[Saved entries]

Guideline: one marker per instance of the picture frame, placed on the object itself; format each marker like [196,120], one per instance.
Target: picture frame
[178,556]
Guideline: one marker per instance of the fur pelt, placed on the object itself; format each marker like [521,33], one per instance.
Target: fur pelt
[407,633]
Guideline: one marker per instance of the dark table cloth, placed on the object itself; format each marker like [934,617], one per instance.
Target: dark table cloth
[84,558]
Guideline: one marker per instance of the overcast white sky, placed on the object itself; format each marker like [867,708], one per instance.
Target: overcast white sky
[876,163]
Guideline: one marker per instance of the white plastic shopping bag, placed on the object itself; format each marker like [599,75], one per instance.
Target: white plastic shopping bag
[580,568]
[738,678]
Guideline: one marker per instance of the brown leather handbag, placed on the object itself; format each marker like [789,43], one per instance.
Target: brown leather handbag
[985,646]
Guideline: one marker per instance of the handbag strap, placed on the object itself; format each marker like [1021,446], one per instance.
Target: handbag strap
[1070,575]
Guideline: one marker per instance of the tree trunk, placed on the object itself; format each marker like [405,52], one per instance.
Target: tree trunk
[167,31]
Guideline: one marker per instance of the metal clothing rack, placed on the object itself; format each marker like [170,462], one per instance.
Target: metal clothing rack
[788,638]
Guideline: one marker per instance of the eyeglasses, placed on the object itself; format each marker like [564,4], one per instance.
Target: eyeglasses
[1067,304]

▶ [Problem to work on]
Lines before the one containing "Guideline: one marker per instance of the overcast" are left out. Repeat that line and all lines after it in the records above exactly.

▶ [Response to this task]
Guideline: one marker per instance of the overcast white sky, placed on the object itself; format each marker like [867,708], one per instance.
Target: overcast white sky
[876,163]
Guideline: one marker per instance of the white plastic shopping bag, placed on the object itself; format each marker like [599,75], one per instance.
Target: white plastic shopping bag
[580,568]
[738,678]
Guideline: one marker per instance of the brown leather handbag, placed on the object itself; format each marker like [789,43], one per instance.
Target: brown leather handbag
[985,646]
Guideline: one marker per instance of the handbag strap, placed on the object itself; format each marker like [1021,446], one per instance.
Target: handbag strap
[1070,575]
Guideline: one marker per instance of the tree trunk, placed on the object itself; format each marker like [405,52], one per instance.
Target: tree trunk
[167,31]
Guideline: one marker per instance of the metal clothing rack, placed on the object itself; format each marker like [170,462], one per instance.
Target: metal clothing rack
[788,638]
Guideline: one marker per instance of the eyeglasses, placed on the object itself; format each marker like [564,4], one per instance.
Target: eyeglasses
[1067,304]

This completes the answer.